> [Data section]
------
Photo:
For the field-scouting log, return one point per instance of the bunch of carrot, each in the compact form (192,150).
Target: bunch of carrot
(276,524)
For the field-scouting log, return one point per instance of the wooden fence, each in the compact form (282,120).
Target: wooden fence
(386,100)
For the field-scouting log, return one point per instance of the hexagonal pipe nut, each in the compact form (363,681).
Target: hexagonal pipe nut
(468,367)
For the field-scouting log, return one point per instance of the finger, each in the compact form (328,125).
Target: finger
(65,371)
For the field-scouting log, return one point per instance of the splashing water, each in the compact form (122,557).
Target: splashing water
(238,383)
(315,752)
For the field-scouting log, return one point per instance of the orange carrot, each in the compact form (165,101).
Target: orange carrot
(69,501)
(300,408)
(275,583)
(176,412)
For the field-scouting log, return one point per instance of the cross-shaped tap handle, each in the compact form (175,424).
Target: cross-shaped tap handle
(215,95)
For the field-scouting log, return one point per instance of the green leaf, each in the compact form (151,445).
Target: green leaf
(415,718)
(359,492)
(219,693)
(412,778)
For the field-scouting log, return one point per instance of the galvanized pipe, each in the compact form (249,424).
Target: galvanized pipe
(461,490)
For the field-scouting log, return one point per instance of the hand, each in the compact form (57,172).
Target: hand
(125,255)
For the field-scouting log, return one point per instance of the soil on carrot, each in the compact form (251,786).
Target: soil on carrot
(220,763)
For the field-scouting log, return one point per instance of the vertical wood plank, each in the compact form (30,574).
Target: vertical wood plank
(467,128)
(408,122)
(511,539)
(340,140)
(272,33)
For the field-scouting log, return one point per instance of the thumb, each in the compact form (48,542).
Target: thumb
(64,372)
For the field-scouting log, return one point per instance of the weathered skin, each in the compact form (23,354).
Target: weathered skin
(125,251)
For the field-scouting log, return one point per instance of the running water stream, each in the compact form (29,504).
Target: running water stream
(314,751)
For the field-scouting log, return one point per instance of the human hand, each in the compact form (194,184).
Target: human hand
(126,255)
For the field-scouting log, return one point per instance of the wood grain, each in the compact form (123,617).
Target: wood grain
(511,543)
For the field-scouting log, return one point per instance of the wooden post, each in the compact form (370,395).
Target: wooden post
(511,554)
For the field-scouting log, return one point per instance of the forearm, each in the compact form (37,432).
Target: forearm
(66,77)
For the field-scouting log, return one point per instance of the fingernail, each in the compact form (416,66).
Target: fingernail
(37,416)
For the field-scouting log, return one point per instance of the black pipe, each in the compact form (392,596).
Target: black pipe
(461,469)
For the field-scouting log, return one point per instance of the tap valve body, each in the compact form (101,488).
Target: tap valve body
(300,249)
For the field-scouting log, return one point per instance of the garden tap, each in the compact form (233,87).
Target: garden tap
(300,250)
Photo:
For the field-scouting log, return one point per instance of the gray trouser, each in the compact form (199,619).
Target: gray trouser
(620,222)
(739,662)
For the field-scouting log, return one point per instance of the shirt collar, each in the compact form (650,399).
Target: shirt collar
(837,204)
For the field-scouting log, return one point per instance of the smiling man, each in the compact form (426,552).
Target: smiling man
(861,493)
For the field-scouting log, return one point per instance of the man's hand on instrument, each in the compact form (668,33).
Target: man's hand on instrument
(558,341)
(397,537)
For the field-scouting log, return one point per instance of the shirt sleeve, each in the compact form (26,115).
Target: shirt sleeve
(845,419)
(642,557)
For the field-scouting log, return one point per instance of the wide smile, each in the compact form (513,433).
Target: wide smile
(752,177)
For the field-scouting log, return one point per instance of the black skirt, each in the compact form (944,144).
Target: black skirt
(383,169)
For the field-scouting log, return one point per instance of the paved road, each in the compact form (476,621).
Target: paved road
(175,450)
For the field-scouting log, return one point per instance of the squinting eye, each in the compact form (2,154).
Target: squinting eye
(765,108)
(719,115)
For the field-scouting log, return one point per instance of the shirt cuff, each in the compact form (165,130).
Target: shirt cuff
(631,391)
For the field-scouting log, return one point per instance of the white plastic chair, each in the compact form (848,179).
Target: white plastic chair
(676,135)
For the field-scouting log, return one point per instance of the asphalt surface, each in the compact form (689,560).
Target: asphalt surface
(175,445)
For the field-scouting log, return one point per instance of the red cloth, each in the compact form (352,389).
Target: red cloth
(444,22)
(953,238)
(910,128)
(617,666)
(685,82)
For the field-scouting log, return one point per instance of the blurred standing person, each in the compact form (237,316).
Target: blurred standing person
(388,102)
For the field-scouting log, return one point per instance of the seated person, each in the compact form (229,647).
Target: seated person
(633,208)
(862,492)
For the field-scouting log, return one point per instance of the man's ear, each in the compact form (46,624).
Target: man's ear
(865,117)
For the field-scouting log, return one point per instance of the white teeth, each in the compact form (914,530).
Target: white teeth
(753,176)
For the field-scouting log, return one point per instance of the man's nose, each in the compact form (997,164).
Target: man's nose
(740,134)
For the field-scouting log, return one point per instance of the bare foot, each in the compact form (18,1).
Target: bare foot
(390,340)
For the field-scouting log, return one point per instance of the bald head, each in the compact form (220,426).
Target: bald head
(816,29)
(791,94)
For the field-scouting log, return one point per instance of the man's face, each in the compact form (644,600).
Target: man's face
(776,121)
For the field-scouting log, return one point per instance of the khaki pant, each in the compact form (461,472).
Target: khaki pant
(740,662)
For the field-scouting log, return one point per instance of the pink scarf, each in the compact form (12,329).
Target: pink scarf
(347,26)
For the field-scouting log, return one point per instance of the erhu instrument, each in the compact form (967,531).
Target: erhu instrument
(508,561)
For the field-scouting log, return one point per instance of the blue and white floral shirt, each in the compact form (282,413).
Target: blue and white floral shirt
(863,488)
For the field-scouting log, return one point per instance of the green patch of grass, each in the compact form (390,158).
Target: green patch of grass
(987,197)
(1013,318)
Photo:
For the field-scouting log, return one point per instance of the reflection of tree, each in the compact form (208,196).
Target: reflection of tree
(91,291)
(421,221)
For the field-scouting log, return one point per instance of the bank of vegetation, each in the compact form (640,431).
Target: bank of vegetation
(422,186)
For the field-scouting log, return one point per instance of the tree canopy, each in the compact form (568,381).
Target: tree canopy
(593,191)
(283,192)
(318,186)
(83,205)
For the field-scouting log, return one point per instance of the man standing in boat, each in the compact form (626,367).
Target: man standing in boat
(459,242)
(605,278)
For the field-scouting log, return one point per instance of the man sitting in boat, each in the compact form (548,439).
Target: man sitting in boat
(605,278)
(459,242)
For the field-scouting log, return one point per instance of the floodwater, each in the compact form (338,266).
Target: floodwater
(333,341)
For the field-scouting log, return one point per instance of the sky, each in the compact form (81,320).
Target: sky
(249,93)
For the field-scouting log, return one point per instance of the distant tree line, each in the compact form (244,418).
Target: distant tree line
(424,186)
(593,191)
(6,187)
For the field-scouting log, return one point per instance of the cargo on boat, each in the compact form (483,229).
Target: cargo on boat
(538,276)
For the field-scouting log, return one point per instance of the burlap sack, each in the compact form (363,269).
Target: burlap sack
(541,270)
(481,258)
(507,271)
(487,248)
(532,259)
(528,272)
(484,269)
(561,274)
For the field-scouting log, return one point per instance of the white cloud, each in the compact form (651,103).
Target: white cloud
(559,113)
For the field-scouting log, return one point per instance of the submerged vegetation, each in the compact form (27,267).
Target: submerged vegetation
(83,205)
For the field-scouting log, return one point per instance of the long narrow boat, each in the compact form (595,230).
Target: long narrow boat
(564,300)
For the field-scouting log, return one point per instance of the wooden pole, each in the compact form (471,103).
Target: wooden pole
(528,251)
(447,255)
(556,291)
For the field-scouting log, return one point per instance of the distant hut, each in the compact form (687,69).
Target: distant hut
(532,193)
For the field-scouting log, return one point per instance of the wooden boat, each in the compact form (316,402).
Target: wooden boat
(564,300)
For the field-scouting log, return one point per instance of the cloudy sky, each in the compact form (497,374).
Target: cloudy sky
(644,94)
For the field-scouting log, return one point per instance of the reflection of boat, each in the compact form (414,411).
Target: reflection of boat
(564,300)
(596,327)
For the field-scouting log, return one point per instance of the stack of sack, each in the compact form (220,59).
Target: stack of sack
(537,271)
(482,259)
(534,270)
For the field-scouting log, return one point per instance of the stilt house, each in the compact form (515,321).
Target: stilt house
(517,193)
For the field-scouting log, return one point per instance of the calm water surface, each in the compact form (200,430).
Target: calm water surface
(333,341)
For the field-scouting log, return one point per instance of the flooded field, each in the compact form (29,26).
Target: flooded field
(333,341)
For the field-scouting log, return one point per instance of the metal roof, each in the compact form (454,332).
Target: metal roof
------
> [Exercise requirements] Each line above that carries the string "metal" has to be returned.

> [Written solution]
For the field-scouting log, return one point per instance of the metal roof, each in the compact form (454,332).
Target: metal roof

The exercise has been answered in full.